13.MAY.18 | postaporteñ@ 1906

Mapa de un Engaño

Por Alvaro Diez de Medina

 

El lado Oculto de la Trama Tupamara

 Libro de Álvaro Diez de Medina

 

Capítulo VIII  : Se levanta el telón de la tregua

 

Las conversaciones que germinaran en la sede del Batallón Florida habían despertado alarma y desconcierto en el círculo íntimo del presidente Bordaberry, al punto que apenas atinó este a requerir de los comandantes un informe sobre lo que se conversaba en el cuartel. Ausente de toda tarea de supervisión política había quedado nada menos que el ministro de Defensa Nacional, Gral. Enrique O. Magnani (1908-1987), cuya autoridad resultara así notoriamente menguada por la omisión.

Habiendo percibido el aún presidente electo Bordaberry a comienzos de 1972 que los mandos de las Fuerzas Armadas verían con malos ojos la designación del hasta entonces ministro del Interior, Brig. Danilo Sena (1919-1997) como titular de la cartera de Defensa, optó por la figura del Gral. Magnani, extensamente considerado como un general de generales.

Registros de un conjunto de datos

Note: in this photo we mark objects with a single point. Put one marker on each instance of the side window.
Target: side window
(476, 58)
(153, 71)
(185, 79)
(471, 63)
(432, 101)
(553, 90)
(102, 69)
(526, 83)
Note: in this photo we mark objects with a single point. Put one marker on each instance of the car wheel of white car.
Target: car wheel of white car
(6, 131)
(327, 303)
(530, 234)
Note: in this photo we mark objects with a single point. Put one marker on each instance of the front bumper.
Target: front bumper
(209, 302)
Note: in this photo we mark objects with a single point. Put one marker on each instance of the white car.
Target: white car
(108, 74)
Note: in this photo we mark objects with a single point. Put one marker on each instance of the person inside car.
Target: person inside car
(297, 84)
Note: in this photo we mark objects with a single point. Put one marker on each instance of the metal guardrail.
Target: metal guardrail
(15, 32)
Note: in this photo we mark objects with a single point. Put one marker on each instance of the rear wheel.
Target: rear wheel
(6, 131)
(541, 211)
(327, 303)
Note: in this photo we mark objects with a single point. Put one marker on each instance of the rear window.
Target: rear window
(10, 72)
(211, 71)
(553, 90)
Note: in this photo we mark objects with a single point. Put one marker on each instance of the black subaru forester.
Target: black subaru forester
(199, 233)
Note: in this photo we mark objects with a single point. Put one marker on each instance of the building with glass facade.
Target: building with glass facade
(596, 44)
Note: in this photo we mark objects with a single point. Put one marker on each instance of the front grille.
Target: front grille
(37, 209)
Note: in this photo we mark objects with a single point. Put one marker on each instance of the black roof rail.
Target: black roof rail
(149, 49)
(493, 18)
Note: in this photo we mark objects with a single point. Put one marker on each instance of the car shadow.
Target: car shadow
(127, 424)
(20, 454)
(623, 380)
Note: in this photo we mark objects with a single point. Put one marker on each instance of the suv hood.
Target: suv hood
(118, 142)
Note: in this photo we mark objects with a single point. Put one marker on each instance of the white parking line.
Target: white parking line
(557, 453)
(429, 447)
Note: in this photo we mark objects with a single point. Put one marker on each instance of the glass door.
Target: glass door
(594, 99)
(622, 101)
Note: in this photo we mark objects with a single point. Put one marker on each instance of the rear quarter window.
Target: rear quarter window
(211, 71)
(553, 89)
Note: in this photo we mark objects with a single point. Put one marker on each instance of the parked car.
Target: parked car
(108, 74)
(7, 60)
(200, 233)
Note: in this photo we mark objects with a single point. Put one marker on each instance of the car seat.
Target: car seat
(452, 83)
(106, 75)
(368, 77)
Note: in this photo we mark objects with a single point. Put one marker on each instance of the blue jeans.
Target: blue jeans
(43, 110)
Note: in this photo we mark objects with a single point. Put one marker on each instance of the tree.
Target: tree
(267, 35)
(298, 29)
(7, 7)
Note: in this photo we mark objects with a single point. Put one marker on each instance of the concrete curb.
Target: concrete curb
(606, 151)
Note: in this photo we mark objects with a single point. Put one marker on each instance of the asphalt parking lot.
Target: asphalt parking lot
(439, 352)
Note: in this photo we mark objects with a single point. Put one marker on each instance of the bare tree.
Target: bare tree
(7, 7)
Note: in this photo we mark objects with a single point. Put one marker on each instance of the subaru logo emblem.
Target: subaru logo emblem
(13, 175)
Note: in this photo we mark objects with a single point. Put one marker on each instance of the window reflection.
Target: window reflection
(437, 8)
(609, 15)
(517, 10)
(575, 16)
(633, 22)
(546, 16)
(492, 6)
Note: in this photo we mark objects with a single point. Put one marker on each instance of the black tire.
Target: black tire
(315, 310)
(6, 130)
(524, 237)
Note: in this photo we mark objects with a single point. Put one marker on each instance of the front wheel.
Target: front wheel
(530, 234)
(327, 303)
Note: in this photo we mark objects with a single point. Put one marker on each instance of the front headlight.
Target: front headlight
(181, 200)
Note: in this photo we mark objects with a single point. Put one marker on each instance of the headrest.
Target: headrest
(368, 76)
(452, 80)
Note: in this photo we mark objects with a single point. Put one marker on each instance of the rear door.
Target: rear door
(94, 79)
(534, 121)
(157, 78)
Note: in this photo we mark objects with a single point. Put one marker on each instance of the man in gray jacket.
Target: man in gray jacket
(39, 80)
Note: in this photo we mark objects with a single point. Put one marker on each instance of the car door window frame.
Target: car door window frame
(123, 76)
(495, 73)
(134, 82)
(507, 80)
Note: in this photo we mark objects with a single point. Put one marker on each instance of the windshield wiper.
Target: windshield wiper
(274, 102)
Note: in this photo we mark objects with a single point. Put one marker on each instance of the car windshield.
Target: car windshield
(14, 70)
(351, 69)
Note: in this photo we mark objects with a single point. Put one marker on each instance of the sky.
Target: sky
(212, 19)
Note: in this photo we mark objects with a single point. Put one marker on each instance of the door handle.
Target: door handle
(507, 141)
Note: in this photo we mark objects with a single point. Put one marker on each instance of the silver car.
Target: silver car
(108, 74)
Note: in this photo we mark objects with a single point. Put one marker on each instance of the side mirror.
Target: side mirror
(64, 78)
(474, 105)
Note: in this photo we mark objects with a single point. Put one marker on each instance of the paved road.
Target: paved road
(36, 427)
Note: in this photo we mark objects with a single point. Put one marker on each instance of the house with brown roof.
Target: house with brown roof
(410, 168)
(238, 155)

§ CONSIGNA
Indica quién era el ministro de Defensa Nacional según el texto de estudio. El listado no guarda relación con el texto de estudio.

§ SOLUCIÓN
El Gral. Enrique O. Magnani.